### ACTION ITEM
In the reflection on meeting a stranger, what did the stranger say she had to take daily to survive her rare blood disease?

### EXERCISE PASSAGE
I met a stranger a few days ago who shared something powerful with me. In our brief interaction she said she was having a challenging day. In that moment she was pressing her way through her work shift while also pressing her way through the realities of taking chemotherapy every day. The more I listened intently, the more she shared. She explained she was living with a rare blood disease that required a daily chemotherapy pill for her survival. My jaw dropped, and my forehead wrinkled. This woman didn’t look ill, nor did she struggle to move around. However, she did look a little worn, no doubt tattered by the issues life. Still she mustered up a big smile on her face and fashioned a smile in her eyes. She looked determined, wearing her work uniform with pride and what seemed to be a shield of perseverance across her chest. This woman was a walking sermon. A walking testimony that edified me in that very moment.
Yes, I’ve experienced life and death situations in my personal journey. Situations where God’s mighty hand saved me. Yet, somehow, I was finding it difficult to allow those experiences to minister to me in my current realities; realities that include aging parents with health challenges, finishing my doctoral studies and wearing multiple hats in carrying out the responsibilities of wife and mother. Meeting this stranger reminded me of the gift of life. No matter our predicaments or setbacks, God gifts to us seconds, minutes and hours in days we’ve never seen before. God gifts to us a world to walk freely in, humbly living our testimonies in the midst of people who need to be edified, who need to be resuscitated and encouraged. Sermons are not always preached from a pulpit. They are effectively lived. What sermon is your life preaching? Whose life have you edified without bringing attention to yourself? Someone is waiting for you to walk their way.
We are living in the days of spiritual warfare where retreat is not an option and action is necessary. We are living in the days where it is necessary for us to hop down from the pedestals of posturing and celebrity-minded living. Not heeding this necessity makes the guilty parties look foolish, like little girls and boys in adult bodies playing dress up and make believe. There’s no time for this kind of mockery in days where the struggle of life and death is the reality pressing against every generation – from the youngest to the oldest. There is no time for fruitless, deceptive, mindless behavior!
Instead, we, the redeemed, the transformed, the ‘yet holding on’, must show up; we must patch up our wounds and brush ourselves off from the disappointments and uncertainties of life; we must untangle ourselves from our fetal positions of despair; we must dry our weeping eyes; and we must join the fight pressing against us with the full armor of God, standing firm with the belt of truth, the breastplate of righteousness, feet wrapped in peace, the shield of faith, the helmet of salvation and the sword of the Spirit.

### COLLECTED MATERIAL

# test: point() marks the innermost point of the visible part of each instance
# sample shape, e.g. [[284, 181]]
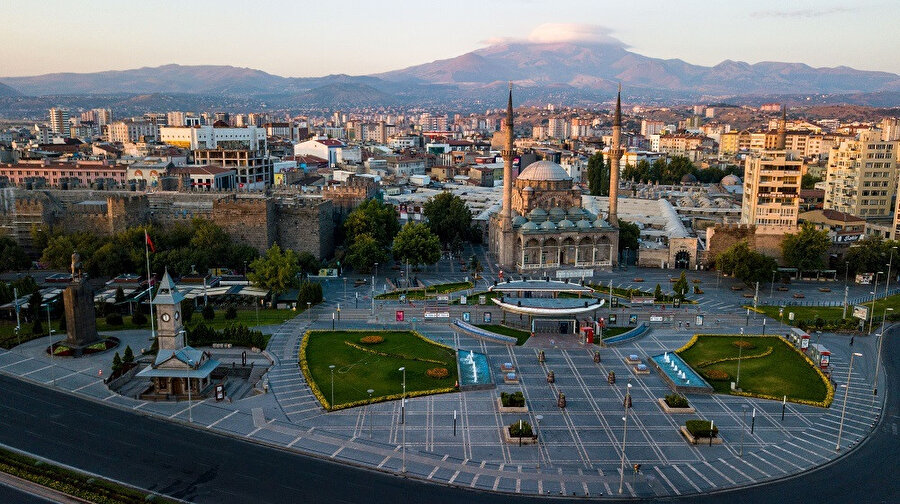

### SOLUTION
A chemotherapy pill.